THE EXERCISE =>
Shift every point coordinate in the answers of the listing below up by 142 and write out all of its lines again, requests included. Leave the numbers in the requests and their sample output as they are.

RECORDS SUPPLIED =>
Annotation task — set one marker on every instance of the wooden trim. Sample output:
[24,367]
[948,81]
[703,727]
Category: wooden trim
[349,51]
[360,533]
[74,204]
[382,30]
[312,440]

ANSWER TO THIS PROBLEM =>
Annotation task — set one marker on every instance of the wooden trim. Sample output:
[24,367]
[948,81]
[703,727]
Category: wooden trim
[491,193]
[502,675]
[216,346]
[524,172]
[454,582]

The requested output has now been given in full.